_Exercise aim_: Go through the data and copy each line that holds "faucet".

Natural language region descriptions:
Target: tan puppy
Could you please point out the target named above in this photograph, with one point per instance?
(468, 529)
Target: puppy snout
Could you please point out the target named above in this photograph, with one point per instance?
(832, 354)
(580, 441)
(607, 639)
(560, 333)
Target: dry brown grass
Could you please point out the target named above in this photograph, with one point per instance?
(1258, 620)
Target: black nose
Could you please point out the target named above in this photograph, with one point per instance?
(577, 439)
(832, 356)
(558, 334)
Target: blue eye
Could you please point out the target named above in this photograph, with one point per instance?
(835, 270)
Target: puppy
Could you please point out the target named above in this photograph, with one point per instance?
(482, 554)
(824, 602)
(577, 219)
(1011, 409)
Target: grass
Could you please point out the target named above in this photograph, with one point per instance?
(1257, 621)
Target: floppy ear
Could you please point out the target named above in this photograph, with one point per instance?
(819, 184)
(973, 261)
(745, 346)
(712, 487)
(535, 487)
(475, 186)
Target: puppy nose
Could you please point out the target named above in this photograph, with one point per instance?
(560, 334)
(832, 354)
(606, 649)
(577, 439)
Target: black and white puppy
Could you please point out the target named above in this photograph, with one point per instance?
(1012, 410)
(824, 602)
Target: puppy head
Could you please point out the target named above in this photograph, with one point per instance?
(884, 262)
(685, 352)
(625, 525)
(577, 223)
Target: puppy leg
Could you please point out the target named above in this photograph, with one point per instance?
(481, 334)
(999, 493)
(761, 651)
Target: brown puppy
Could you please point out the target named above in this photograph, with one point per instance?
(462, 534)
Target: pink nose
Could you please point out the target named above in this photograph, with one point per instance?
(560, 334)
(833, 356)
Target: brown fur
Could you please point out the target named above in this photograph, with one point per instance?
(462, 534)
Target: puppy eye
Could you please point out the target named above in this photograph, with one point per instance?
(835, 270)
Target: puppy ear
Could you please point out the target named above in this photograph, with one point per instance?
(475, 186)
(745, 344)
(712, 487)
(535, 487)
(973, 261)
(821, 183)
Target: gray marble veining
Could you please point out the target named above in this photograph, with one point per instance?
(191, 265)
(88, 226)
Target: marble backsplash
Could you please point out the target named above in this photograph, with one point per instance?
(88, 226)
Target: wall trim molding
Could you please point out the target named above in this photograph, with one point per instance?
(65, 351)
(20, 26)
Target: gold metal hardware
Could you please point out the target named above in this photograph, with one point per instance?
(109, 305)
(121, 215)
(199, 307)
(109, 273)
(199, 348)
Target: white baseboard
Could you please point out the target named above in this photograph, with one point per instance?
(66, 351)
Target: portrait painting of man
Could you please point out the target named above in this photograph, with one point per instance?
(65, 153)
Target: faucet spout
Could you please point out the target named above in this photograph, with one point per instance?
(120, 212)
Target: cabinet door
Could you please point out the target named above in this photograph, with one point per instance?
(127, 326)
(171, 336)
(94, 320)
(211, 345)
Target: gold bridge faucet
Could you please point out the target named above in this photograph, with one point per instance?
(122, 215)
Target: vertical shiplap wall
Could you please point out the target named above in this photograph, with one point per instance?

_Expected answer_:
Target: faucet spout
Target: gold bridge faucet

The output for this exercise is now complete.